Data.
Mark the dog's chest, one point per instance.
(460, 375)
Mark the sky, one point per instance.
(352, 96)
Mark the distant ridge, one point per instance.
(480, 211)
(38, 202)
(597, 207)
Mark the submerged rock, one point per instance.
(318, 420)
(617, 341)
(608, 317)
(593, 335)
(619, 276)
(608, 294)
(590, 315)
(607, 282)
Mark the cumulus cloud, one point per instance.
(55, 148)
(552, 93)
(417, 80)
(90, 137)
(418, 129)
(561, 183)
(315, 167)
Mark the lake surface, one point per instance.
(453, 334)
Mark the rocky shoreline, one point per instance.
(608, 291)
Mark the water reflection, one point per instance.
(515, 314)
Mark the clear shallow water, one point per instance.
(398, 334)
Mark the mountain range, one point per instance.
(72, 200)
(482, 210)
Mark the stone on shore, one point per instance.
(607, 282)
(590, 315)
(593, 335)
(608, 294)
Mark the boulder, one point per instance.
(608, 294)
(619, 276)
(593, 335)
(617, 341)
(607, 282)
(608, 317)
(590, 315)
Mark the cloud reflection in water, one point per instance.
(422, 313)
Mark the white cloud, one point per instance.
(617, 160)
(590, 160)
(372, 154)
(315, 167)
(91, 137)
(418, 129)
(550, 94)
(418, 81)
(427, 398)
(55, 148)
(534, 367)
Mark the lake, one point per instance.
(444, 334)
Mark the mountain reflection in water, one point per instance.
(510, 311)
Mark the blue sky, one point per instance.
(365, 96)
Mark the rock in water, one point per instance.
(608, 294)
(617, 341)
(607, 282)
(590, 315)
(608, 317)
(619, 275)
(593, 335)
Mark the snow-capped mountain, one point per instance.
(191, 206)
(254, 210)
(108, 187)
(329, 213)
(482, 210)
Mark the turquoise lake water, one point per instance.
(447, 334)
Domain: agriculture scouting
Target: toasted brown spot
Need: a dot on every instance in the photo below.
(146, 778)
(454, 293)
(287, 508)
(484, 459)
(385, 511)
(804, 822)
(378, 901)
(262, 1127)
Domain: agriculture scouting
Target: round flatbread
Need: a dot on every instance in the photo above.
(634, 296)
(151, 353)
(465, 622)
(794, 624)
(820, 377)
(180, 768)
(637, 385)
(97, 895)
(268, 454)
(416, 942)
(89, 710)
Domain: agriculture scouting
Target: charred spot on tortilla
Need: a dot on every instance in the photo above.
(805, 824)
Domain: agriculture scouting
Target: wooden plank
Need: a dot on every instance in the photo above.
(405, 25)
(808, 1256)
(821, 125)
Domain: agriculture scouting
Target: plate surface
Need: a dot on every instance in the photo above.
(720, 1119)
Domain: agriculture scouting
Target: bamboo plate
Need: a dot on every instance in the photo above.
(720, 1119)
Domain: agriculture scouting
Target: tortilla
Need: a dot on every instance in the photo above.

Short problem.
Restate the data above word for word, please.

Solution.
Mark the dog's chest, one point per instance.
(460, 375)
Mark the sky, one point per instance.
(352, 96)
Mark the distant ridge, one point per instance.
(480, 211)
(38, 202)
(597, 207)
Mark the submerged rock, one point per instance.
(318, 420)
(617, 341)
(608, 317)
(593, 335)
(619, 276)
(608, 294)
(590, 315)
(607, 282)
Mark the cumulus cloud, one point per instance.
(55, 148)
(552, 93)
(417, 80)
(90, 137)
(418, 129)
(561, 183)
(315, 167)
Mark the lake surface, one point per instance.
(453, 334)
Mark the rocky shoreline, one point per instance.
(608, 291)
Mark the water reflection, one point per instance.
(515, 314)
Mark the clear shallow water, one point per instance.
(398, 334)
Mark the mountain range, one point per instance.
(72, 200)
(482, 210)
Mark the stone on shore, one point per instance.
(607, 282)
(590, 315)
(593, 335)
(608, 294)
Mark the boulder, one point per instance.
(608, 294)
(619, 276)
(593, 335)
(617, 341)
(607, 282)
(608, 317)
(590, 315)
Mark the cloud reflection in water, one point per instance.
(422, 313)
Mark the white cloud, one point per instance.
(617, 160)
(590, 160)
(372, 154)
(315, 167)
(91, 137)
(418, 129)
(550, 94)
(418, 81)
(427, 398)
(55, 148)
(534, 367)
Mark the lake, one point per instance.
(444, 334)
Mark the mountain reflection in water, one point per instance.
(510, 311)
Mark the blue sky, one point per instance.
(365, 96)
Mark the rock in water, one point per instance.
(608, 294)
(617, 341)
(607, 282)
(590, 315)
(608, 317)
(619, 275)
(593, 335)
Mark the snow-capped mountain, one point per instance.
(191, 206)
(254, 210)
(108, 187)
(329, 213)
(482, 210)
Mark the turquoise lake water, one point per instance.
(447, 334)
Domain: agriculture scouting
Target: toasted brown spot
Need: a dot on every instance in the photo below.
(146, 778)
(454, 293)
(287, 508)
(484, 459)
(385, 511)
(804, 822)
(378, 901)
(262, 1127)
Domain: agriculture scouting
Target: round flatbread
Need: a dot on every instance in the photo above.
(634, 296)
(151, 353)
(465, 622)
(794, 624)
(820, 377)
(180, 768)
(637, 385)
(97, 895)
(268, 454)
(416, 942)
(89, 710)
Domain: agriculture scouting
Target: charred spot on tortilla
Need: a dot on every instance in the photo above.
(805, 824)
Domain: agriculture scouting
Target: wooden plank
Need: a dot on every instance in the photo above.
(405, 25)
(808, 1256)
(821, 125)
Domain: agriculture scouting
Target: plate surface
Need: a dot on every instance in the photo above.
(720, 1119)
Domain: agriculture scouting
Target: bamboo plate
Need: a dot on every instance in the photo above.
(720, 1119)
Domain: agriculture scouting
Target: tortilla
Need: a dot on every instance in the photo above.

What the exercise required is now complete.